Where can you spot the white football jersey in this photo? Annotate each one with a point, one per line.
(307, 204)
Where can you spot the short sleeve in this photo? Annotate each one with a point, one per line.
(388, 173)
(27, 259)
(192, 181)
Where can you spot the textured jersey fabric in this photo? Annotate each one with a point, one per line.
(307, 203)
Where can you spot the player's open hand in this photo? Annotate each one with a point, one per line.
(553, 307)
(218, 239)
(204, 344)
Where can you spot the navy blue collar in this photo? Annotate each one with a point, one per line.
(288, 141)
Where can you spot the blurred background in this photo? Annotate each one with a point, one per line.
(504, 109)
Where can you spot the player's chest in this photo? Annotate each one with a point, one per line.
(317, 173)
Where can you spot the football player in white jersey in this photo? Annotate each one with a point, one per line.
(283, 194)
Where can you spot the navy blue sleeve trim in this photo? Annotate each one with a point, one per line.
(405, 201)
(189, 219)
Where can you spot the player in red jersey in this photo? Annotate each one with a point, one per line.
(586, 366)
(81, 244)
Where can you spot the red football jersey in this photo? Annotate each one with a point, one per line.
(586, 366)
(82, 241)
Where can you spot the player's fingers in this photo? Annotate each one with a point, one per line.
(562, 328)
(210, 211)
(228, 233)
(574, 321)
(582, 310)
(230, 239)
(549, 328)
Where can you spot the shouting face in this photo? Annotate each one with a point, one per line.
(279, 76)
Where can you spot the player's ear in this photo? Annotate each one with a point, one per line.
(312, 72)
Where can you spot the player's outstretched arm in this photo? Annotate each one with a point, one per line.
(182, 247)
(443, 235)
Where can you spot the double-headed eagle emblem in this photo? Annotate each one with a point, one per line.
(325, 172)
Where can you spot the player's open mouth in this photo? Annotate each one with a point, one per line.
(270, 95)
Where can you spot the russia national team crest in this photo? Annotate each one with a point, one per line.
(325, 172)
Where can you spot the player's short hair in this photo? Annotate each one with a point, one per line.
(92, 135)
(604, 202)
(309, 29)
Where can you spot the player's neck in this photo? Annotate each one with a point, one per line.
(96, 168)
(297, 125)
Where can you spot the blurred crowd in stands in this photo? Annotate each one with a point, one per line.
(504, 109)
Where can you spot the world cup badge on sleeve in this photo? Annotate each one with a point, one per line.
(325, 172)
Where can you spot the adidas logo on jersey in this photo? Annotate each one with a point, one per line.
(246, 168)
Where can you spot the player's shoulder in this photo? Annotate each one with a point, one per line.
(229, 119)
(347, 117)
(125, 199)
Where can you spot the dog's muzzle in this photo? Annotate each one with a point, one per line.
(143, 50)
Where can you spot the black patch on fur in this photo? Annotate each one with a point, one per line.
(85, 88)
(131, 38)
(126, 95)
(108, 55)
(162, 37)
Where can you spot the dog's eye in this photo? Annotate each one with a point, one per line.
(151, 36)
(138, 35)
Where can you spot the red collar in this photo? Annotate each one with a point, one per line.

== == ==

수행할 작업
위에 있는 항목의 모든 줄을 한 글자도 바꾸지 말고 처음부터 끝까지 그대로 반환하세요.

작업 결과
Where can you spot the white football jersey in this photo? Annotate each one with a point, one per line.
(307, 204)
Where can you spot the short sleeve in this photo? Annotate each one with a point, one per line.
(388, 173)
(27, 259)
(192, 181)
Where can you spot the textured jersey fabric in this photo? Annotate each one with a point, one per line.
(307, 203)
Where can you spot the player's open hand in this photo? Annotate each one with a point, one per line.
(553, 307)
(218, 239)
(204, 344)
Where can you spot the navy blue collar in this photo? Annotate each one with a point, one per line.
(288, 141)
Where can you spot the blurred background in this photo? Annotate each one with a point, one per line.
(504, 109)
Where can you spot the player's chest in this photo? Annotate each one with a point, one per line.
(317, 173)
Where can you spot the football player in white jersey in this photo? Annotate each one with a point, one per line.
(283, 194)
Where can you spot the navy blue sleeve trim in this photo? Annotate each one with a point, one per line.
(405, 201)
(189, 219)
Where can you spot the player in red jersey in this photo? Annotate each one with a point, one per line.
(586, 366)
(81, 244)
Where can you spot the red football jersey in this photo? Annotate each one with a point, one per line.
(586, 366)
(82, 241)
Where can you spot the player's fingers in this photo? Annotate each one with a point, one per line.
(562, 328)
(210, 211)
(228, 233)
(574, 321)
(582, 310)
(230, 239)
(549, 328)
Where can you spot the shouting face in this photo? Annotate each one with a point, one per line.
(279, 76)
Where can you spot the player's ear in this photo? Annotate each one with a point, one per line.
(312, 72)
Where can you spot the player's outstretched arm in this photo? Annotate each one with a point, one per line.
(182, 247)
(443, 235)
Where can you spot the double-headed eagle emblem in this photo? Annotate each one with a point, one per line.
(325, 172)
Where can you spot the player's open mouth in this photo? Annotate each one with a point, one per line.
(270, 95)
Where can you spot the russia national team crest in this photo? Annotate each one with a point, one per line.
(325, 172)
Where can you spot the player's short hair in this photo? Annotate each one with a point, one per line.
(92, 135)
(604, 202)
(309, 29)
Where can you spot the player's neck in this photo? Annotate each one with a point, one per line.
(96, 168)
(297, 125)
Where can you spot the blurred crowd in stands in this photo? Annotate each one with a point, one per line.
(504, 109)
Where can you spot the world cup badge on sleeve in this photo? Annotate each one with a point, one per line.
(325, 172)
Where can you spot the adidas logo on jersey in this photo? Annotate each one with a point, one per line.
(246, 168)
Where can you spot the player's shoulder in this photo? Annotate each one with a point, one per line.
(229, 119)
(347, 117)
(125, 199)
Where can you spot the dog's muzzle in this photo? Annotate each one with a point, one per line.
(143, 50)
Where can you spot the black patch on fur in this photo? Annotate each one with a point, one per line.
(85, 88)
(131, 38)
(126, 95)
(108, 55)
(162, 37)
Where can you spot the dog's eye in this photo? Annotate each one with a point, one per line.
(151, 36)
(138, 35)
Where can you spot the red collar in this photo? Annotate each one with a point, one per line.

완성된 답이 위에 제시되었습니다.